▶ _Source_:
● ● ● ●
I know how tough it is to initiate change – especially in a global organisation. Unfortunately, the challenge becomes even greater when the changes you’re implementing relate to compliance.

Below I highlight some of the biggest barriers to change before drawing on my personal experiences to explain how to implement an effective compliance change programme.

Before you can successfully change how compliance is done, you first need to identify and dispel any barriers.

Initiating change can feel like moving a mountain and for compliance in particular, there can be several barriers in the way. Some of these might be interlinked and may have gone unchecked for years.

Barriers to change in compliance

  1. Companies become set in their ways of doing things, which drives complacency and stubbornness to changing policies and procedures.
  2. Many companies will have local branches with autonomy for regulatory compliance. This approach heightens the risk of inconsistent policies, multiple ways of working and gaps in adherence to global compliance standards. The organisation’s risk framework and the corporate strategy therefore becomes redundant.
  3. In the pursuit of retaining capital, companies may have a blasé approach to compliance. The risk that companies run by thinking that regulatory action is something that happens to others but not to them is a risk that shouldn’t be underestimated.
  4. Fierce budget competition can mean that while you might assume most senior managers would actively seek to address the risks associated with lapses in compliance, the reality is other business challenges can be prioritised above compliance. This in turn can prove challenging when seeking the budget needed to embed compliance programmes.
● ● ● ●
▶ _Exercise brief_: Copy the text on compliance change barriers word for word.

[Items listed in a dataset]
● ● ● ●
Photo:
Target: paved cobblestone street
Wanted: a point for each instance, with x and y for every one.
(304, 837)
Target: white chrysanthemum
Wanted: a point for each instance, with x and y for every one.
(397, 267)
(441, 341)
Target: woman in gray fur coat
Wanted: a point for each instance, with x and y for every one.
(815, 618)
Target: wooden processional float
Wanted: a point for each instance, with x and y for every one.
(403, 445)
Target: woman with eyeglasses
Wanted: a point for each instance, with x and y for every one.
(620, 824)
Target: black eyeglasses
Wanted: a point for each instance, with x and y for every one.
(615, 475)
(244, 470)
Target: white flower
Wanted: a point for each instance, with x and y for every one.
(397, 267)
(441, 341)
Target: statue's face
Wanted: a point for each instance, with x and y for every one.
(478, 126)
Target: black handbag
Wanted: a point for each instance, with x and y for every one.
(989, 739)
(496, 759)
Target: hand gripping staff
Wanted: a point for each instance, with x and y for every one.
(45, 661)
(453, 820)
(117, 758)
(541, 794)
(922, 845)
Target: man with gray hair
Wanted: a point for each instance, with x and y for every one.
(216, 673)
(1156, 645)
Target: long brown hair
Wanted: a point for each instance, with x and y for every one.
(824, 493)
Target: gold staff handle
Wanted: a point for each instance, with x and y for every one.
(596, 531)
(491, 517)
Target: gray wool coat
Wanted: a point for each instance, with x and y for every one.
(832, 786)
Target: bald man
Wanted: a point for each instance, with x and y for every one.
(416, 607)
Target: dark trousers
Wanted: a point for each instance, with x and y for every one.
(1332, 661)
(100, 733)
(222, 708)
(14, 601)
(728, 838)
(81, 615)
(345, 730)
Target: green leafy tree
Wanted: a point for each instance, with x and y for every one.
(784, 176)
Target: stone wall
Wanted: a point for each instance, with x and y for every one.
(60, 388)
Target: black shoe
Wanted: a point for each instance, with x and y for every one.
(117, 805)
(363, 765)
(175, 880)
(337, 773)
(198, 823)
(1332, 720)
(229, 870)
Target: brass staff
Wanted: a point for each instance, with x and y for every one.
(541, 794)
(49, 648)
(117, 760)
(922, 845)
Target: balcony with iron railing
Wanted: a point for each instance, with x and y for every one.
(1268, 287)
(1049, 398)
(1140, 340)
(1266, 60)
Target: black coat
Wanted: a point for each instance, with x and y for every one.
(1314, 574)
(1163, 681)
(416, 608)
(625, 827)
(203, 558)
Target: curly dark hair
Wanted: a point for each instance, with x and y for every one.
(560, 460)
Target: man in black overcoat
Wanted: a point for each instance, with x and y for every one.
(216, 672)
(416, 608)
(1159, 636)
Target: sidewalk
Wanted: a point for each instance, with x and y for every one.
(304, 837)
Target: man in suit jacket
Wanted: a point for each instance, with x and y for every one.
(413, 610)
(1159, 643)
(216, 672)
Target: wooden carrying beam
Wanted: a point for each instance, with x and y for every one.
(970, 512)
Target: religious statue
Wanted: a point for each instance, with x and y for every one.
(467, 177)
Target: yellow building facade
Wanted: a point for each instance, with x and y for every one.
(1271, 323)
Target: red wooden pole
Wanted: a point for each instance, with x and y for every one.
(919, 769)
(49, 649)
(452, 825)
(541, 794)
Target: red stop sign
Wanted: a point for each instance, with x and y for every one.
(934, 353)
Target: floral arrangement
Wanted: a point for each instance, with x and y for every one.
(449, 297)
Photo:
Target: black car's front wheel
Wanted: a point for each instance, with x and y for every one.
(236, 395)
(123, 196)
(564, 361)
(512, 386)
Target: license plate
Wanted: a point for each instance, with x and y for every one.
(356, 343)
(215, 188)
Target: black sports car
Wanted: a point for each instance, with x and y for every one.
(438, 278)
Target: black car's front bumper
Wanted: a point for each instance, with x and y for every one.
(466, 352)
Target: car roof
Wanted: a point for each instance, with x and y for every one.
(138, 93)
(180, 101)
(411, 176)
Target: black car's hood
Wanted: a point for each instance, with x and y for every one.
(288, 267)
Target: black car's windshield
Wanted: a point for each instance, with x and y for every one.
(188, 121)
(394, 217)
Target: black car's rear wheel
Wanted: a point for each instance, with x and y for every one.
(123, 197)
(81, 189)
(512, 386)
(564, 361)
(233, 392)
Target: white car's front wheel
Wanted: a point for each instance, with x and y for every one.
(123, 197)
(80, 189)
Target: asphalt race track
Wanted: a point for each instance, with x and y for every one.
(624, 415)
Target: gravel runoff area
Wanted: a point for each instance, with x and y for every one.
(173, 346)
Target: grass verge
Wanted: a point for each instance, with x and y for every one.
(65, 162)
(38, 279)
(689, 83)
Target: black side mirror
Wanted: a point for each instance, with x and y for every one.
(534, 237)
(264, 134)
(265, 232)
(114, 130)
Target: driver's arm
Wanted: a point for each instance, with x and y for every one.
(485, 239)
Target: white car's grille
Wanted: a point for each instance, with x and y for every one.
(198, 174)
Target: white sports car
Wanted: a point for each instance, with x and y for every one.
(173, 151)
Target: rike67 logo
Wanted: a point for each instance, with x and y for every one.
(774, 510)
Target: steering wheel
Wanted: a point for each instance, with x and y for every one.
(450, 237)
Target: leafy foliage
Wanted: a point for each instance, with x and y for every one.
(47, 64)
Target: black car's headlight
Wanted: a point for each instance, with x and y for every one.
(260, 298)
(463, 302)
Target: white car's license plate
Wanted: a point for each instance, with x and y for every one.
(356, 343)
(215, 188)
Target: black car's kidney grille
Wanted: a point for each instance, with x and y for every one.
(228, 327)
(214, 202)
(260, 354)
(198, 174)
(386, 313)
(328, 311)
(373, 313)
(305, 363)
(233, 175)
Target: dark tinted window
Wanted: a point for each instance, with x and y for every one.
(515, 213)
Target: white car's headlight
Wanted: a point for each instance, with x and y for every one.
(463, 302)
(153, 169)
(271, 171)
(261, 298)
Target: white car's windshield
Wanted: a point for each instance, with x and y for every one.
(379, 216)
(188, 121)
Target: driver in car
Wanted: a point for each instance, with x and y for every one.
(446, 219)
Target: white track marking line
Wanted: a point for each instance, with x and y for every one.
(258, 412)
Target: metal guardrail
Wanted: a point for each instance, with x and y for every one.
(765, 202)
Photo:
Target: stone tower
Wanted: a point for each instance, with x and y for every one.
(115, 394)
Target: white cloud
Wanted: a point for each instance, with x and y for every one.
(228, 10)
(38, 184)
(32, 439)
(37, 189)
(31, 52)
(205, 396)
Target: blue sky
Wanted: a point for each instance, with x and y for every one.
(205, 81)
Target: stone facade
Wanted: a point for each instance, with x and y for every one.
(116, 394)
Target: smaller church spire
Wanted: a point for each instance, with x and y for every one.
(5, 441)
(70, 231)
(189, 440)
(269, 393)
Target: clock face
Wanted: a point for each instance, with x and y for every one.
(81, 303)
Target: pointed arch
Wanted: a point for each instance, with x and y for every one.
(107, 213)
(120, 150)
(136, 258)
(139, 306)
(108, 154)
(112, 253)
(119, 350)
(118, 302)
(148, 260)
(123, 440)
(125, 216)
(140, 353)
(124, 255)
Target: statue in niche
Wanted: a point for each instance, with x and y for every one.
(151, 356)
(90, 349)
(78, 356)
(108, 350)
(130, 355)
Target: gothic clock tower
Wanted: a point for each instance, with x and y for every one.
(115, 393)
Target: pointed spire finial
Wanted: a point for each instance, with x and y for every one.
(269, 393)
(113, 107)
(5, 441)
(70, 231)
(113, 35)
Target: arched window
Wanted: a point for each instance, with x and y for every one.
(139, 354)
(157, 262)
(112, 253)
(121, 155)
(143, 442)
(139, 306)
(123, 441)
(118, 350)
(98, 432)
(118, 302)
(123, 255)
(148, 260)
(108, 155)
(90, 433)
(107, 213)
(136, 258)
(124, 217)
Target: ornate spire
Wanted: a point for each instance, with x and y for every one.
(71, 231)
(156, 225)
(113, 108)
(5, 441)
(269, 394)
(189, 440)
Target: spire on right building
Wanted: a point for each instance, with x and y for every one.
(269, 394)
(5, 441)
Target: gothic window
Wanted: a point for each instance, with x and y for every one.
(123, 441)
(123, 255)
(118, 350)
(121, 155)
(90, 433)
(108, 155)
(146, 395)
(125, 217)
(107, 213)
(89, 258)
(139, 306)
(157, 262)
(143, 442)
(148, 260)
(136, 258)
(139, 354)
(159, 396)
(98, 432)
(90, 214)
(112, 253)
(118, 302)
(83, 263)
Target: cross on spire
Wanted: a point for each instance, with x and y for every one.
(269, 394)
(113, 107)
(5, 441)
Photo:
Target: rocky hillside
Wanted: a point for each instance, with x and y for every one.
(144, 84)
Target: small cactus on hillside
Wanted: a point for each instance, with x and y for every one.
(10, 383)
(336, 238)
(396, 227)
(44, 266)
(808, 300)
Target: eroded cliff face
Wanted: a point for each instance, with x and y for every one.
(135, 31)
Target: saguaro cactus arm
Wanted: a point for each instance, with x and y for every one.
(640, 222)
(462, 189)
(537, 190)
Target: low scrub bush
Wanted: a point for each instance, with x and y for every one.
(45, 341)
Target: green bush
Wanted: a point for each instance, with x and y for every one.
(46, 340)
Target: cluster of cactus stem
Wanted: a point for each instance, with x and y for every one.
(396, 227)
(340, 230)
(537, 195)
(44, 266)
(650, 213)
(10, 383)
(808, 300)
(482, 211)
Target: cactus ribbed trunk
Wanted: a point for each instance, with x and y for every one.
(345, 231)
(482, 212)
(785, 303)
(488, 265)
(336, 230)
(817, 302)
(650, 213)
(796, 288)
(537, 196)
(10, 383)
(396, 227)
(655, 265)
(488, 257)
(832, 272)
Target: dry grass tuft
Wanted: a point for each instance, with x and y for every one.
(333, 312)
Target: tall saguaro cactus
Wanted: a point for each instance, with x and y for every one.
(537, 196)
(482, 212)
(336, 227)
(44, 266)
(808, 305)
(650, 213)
● ● ● ●
▶ _Full answer_:
I know how tough it is to initiate change – especially in a global organisation. Unfortunately, the challenge becomes even greater when the changes you’re implementing relate to compliance.

Below I highlight some of the biggest barriers to change before drawing on my personal experiences to explain how to implement an effective compliance change programme.

Before you can successfully change how compliance is done, you first need to identify and dispel any barriers.

Initiating change can feel like moving a mountain and for compliance in particular, there can be several barriers in the way. Some of these might be interlinked and may have gone unchecked for years.

Barriers to change in compliance

  1. Companies become set in their ways of doing things, which drives complacency and stubbornness to changing policies and procedures.
  2. Many companies will have local branches with autonomy for regulatory compliance. This approach heightens the risk of inconsistent policies, multiple ways of working and gaps in adherence to global compliance standards. The organisation’s risk framework and the corporate strategy therefore becomes redundant.
  3. In the pursuit of retaining capital, companies may have a blasé approach to compliance. The risk that companies run by thinking that regulatory action is something that happens to others but not to them is a risk that shouldn’t be underestimated.
  4. Fierce budget competition can mean that while you might assume most senior managers would actively seek to address the risks associated with lapses in compliance, the reality is other business challenges can be prioritised above compliance. This in turn can prove challenging when seeking the budget needed to embed compliance programmes.